- _Given instruction_
Reproduce the records below, changing every occurrence of "For the benchmark" to "For the evaluation" and leaving everything else untouched.

Location identification entries:
(begin)
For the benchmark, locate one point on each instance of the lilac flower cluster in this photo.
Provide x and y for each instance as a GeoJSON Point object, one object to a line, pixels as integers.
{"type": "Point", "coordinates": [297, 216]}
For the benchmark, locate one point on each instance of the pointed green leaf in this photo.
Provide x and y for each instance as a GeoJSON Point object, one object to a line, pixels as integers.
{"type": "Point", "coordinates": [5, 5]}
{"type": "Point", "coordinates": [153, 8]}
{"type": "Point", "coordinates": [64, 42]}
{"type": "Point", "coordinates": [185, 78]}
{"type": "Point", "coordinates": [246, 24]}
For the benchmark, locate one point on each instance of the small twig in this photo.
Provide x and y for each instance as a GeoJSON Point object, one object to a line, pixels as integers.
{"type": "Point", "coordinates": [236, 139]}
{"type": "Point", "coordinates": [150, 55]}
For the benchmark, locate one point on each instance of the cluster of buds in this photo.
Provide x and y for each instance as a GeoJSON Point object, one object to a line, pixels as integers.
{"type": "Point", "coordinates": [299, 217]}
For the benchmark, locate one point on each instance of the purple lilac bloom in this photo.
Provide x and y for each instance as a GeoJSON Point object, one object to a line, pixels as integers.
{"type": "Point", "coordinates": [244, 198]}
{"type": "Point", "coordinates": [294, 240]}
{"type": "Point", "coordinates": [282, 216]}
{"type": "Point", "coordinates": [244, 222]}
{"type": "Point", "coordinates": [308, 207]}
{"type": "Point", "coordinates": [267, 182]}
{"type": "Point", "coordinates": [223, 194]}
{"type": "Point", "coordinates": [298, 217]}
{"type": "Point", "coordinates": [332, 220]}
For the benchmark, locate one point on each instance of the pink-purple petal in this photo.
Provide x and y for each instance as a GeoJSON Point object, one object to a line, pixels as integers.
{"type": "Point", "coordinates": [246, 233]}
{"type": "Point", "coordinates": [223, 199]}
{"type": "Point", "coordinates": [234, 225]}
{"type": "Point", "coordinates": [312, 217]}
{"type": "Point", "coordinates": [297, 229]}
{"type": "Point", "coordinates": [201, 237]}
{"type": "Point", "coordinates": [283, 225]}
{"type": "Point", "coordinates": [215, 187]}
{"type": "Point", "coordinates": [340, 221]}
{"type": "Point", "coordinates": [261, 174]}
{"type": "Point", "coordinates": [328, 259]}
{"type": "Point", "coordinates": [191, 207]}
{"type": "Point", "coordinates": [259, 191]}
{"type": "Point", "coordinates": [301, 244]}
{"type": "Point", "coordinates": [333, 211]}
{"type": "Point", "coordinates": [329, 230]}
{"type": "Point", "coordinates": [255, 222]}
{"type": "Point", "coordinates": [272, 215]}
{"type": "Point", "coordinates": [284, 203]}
(end)
- _Final result_
For the evaluation, locate one point on each instance of the lilac flower cluster in this photo.
Provide x and y for each instance as a GeoJSON Point object, one object to a line, pixels as integers.
{"type": "Point", "coordinates": [297, 216]}
For the evaluation, locate one point on each instance of the pointed green leaf in this photo.
Provide x and y for each instance as a GeoJSON Point object, one object to a line, pixels as integers.
{"type": "Point", "coordinates": [5, 5]}
{"type": "Point", "coordinates": [153, 8]}
{"type": "Point", "coordinates": [64, 42]}
{"type": "Point", "coordinates": [185, 78]}
{"type": "Point", "coordinates": [246, 24]}
For the evaluation, locate one point on each instance of the small twig in this photo.
Provide x and y for each instance as a GeoJSON Point object, one object to a line, pixels as integers.
{"type": "Point", "coordinates": [236, 139]}
{"type": "Point", "coordinates": [150, 55]}
For the evaluation, locate one point on each instance of the cluster of buds in this photo.
Provide x and y for each instance as a GeoJSON Point object, one object to a line, pixels as integers.
{"type": "Point", "coordinates": [299, 217]}
For the evaluation, locate one point on each instance of the purple lilac bloom in this photo.
Provide x and y for each instance as a GeoJSON Point object, one object to a line, pixels as integers.
{"type": "Point", "coordinates": [244, 198]}
{"type": "Point", "coordinates": [294, 240]}
{"type": "Point", "coordinates": [282, 216]}
{"type": "Point", "coordinates": [244, 222]}
{"type": "Point", "coordinates": [308, 207]}
{"type": "Point", "coordinates": [267, 182]}
{"type": "Point", "coordinates": [223, 194]}
{"type": "Point", "coordinates": [298, 217]}
{"type": "Point", "coordinates": [332, 220]}
For the evaluation, locate one point on each instance of the pink-purple petal in this photo.
Provide x and y for each instance as a GeoJSON Point object, one object to a line, pixels as integers.
{"type": "Point", "coordinates": [246, 233]}
{"type": "Point", "coordinates": [223, 199]}
{"type": "Point", "coordinates": [234, 225]}
{"type": "Point", "coordinates": [312, 217]}
{"type": "Point", "coordinates": [297, 229]}
{"type": "Point", "coordinates": [201, 237]}
{"type": "Point", "coordinates": [283, 225]}
{"type": "Point", "coordinates": [215, 187]}
{"type": "Point", "coordinates": [340, 221]}
{"type": "Point", "coordinates": [261, 174]}
{"type": "Point", "coordinates": [328, 259]}
{"type": "Point", "coordinates": [191, 207]}
{"type": "Point", "coordinates": [259, 191]}
{"type": "Point", "coordinates": [301, 244]}
{"type": "Point", "coordinates": [333, 211]}
{"type": "Point", "coordinates": [329, 230]}
{"type": "Point", "coordinates": [255, 222]}
{"type": "Point", "coordinates": [272, 215]}
{"type": "Point", "coordinates": [284, 203]}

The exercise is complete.